§ **Description of the task**: Will you swap "in this photo" for "in this image" everywhere in the material below, keep every other word unchanged, and leave the pictures out of your copy?

§ **Data lines**:
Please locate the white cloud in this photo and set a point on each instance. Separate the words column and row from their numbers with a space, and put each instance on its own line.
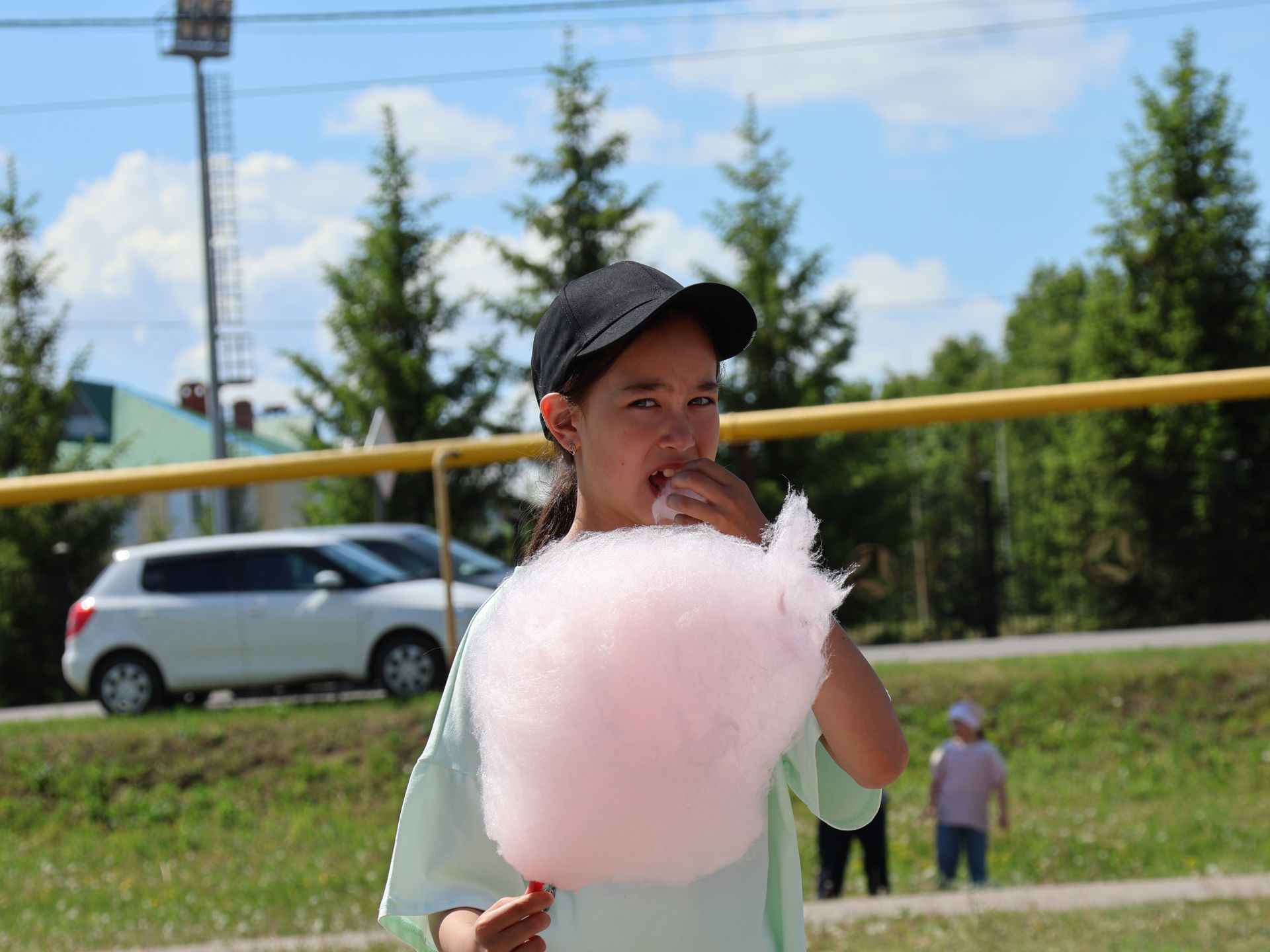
column 658, row 141
column 906, row 311
column 441, row 135
column 130, row 245
column 144, row 216
column 1007, row 84
column 679, row 249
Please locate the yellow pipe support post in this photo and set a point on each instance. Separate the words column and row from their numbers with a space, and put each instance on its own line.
column 441, row 499
column 1250, row 383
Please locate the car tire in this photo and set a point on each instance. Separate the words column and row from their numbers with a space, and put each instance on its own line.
column 128, row 683
column 408, row 663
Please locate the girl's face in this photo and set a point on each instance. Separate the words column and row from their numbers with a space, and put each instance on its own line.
column 656, row 409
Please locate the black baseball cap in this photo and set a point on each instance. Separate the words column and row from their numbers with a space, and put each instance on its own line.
column 614, row 302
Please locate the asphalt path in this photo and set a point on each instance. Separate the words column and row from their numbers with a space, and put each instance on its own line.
column 926, row 651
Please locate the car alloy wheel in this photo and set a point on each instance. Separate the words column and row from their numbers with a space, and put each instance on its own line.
column 127, row 687
column 408, row 668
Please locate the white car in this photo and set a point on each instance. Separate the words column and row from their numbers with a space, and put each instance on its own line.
column 255, row 610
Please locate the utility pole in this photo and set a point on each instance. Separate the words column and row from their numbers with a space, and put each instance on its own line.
column 201, row 30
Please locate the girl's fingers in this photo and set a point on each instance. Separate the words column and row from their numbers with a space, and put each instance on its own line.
column 521, row 932
column 710, row 470
column 508, row 912
column 687, row 506
column 698, row 483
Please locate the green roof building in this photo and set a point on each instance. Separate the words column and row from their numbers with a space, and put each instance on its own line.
column 125, row 428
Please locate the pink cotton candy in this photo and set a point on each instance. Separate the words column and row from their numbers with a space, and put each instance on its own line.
column 633, row 692
column 662, row 512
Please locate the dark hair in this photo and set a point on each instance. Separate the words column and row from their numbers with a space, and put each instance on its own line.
column 558, row 512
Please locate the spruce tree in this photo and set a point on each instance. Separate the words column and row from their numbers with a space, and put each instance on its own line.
column 1184, row 290
column 36, row 584
column 803, row 340
column 589, row 220
column 388, row 317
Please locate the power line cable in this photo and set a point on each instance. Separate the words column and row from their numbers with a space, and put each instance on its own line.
column 349, row 16
column 700, row 55
column 124, row 324
column 658, row 19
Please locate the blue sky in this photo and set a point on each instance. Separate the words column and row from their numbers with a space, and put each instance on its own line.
column 937, row 171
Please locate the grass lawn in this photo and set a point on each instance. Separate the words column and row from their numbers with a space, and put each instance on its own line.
column 190, row 825
column 1241, row 926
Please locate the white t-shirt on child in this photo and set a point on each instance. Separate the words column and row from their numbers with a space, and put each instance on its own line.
column 966, row 774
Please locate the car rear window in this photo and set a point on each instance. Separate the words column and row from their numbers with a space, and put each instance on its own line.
column 190, row 574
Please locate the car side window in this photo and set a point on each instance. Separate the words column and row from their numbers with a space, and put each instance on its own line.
column 280, row 569
column 405, row 559
column 190, row 575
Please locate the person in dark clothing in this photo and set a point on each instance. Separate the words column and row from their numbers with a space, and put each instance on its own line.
column 836, row 851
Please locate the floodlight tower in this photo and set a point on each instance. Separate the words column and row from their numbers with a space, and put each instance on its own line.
column 201, row 30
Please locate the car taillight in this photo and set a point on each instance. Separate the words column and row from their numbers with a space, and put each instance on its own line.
column 79, row 616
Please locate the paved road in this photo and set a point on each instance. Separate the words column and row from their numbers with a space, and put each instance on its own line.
column 1032, row 645
column 1020, row 899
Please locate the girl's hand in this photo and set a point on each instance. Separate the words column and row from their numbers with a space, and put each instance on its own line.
column 513, row 923
column 730, row 506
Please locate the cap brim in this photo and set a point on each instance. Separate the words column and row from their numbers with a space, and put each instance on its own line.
column 728, row 317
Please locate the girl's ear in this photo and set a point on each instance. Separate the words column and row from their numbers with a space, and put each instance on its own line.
column 559, row 415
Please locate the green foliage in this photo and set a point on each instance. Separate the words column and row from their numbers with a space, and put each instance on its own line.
column 949, row 462
column 795, row 360
column 386, row 321
column 1184, row 288
column 36, row 584
column 589, row 221
column 1141, row 517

§ **Solution to this task**:
Please locate the white cloud in this image and set a point on each instance. Separate the words column and row from their numbers with a space, and put each instance on its own line.
column 658, row 141
column 906, row 311
column 441, row 135
column 130, row 245
column 144, row 216
column 1007, row 84
column 679, row 249
Please locate the yellow pipe support post in this image and set a point on each instance. Separate the words column and row from their numbers with a space, and put each instance on its own line.
column 441, row 499
column 1250, row 383
Please locate the car tire in this image and set a point on each instance. Separate the words column and row from their numbers with a space, and put each instance on its own line.
column 128, row 683
column 408, row 663
Please locate the girl's face in this image and set a point on each instance. Separate the words column and row from their numbers with a space, and put each instance on its own line.
column 656, row 409
Please locate the black baseball cap in this image and set a point on each instance. Separate the words column and row from their numbers with a space, and put each instance on its own line.
column 614, row 302
Please locate the asphalt path in this image and set a point on each instance. Separate the words column and row from their numbers with a space, and put each instance on its own line.
column 926, row 651
Please locate the car alloy wheel in this image and set a point on each instance. Separate the words column and row from their numbers with a space, and put each instance on its own line.
column 127, row 687
column 408, row 668
Please locate the white car in this image and set a point on each instance. Separate the words column and row from their numbers with a space, and put each instance on its own line.
column 255, row 610
Please locate the utility pole in this image and set a point on each instance. Separate the words column and row from their numbers with a space, and put each instance on its own line.
column 201, row 30
Please locate the girl's fingers in this image and set a point on each instance. Separate the words column and row from their numbers with a space, and put each instance on its own line.
column 521, row 932
column 710, row 470
column 508, row 912
column 687, row 506
column 698, row 483
Please locate the green roof building in this image and set a point on each instance. Separate the words column and row from their numbers with a space, and put each instance on its own line.
column 125, row 428
Please locate the pink cotton candy in this image and set a point on each instance. Separate the words column and row from their numbers with a space, and put each instance on its own line.
column 633, row 692
column 662, row 512
Please locate the dark hair in this image and set a point on each instance. Separate the words column and row from their numbers with a space, and put each instance on its own line.
column 558, row 512
Please locate the spruce tree in this image and set a point on each instance. Separate the words column and row from their numbers with a space, and put each instance on its own line.
column 1184, row 290
column 36, row 584
column 803, row 340
column 589, row 220
column 388, row 317
Please locate the power line cable in this image and set a point on each instance. Separate the words column and row from their numbers with a space, and put each instance on its own line.
column 349, row 16
column 700, row 55
column 124, row 324
column 658, row 19
Please locate the blue sky in this image and set a point on each instance. Separate the words column and row from their numbers with a space, and put each instance on its own line.
column 937, row 171
Please locate the grass lawn in this image and set a point on each instance. Separate the words column and row from their numbers with a space, and put each instance on its own line.
column 190, row 825
column 1241, row 926
Please locate the white t-shirt on child in this image and set a point on each instance. Separate the words column and row from their numbers with a space, and put each instance on its own line.
column 966, row 774
Please locate the car rear window in this image and set a point on each instance. Separate the words column and row from their numbers with a space, and put each instance on its own line.
column 190, row 574
Please locate the car side window in this image and set a point on each instance. Separate the words column and row from their numbers with a space, and put each instance on its own line.
column 280, row 569
column 405, row 559
column 190, row 575
Please locate the person in dark clothing in this image and set a point on each instance. Separate the words column and row from their numbers with a space, and put each instance on its own line.
column 836, row 851
Please locate the floodlight tower in this image and set a point on each instance. Separate the words column and row from their numbers with a space, and put each instance on its own line.
column 201, row 30
Please locate the car taillight in this image and set a point on each instance. Separate the words column and row from their numbers with a space, and put each instance on its own line.
column 79, row 616
Please locate the paved road in this image and set a point on each instance. Separate the words column and row from their numbers with a space, and put each instance on its own line.
column 1032, row 645
column 1020, row 899
Please locate the girl's hand in this image and set a point on each instance. Separate the words column and row from their numbers with a space, and put each instance on its own line.
column 513, row 923
column 730, row 506
Please locate the cap brim in this image and set a point on each instance. Separate the words column and row from their numbers with a space, and put each instance on its own line.
column 728, row 317
Please locate the girl's ear in this image and set a point on each instance. Separate the words column and row from their numbers with a space, and put each instance on its own line.
column 559, row 415
Please locate the green foliage in this image and set a point on each instance. Separate the words column and row from their numbers with a space, and put each instance on its own line.
column 949, row 462
column 795, row 360
column 386, row 321
column 1184, row 288
column 36, row 584
column 589, row 221
column 1141, row 517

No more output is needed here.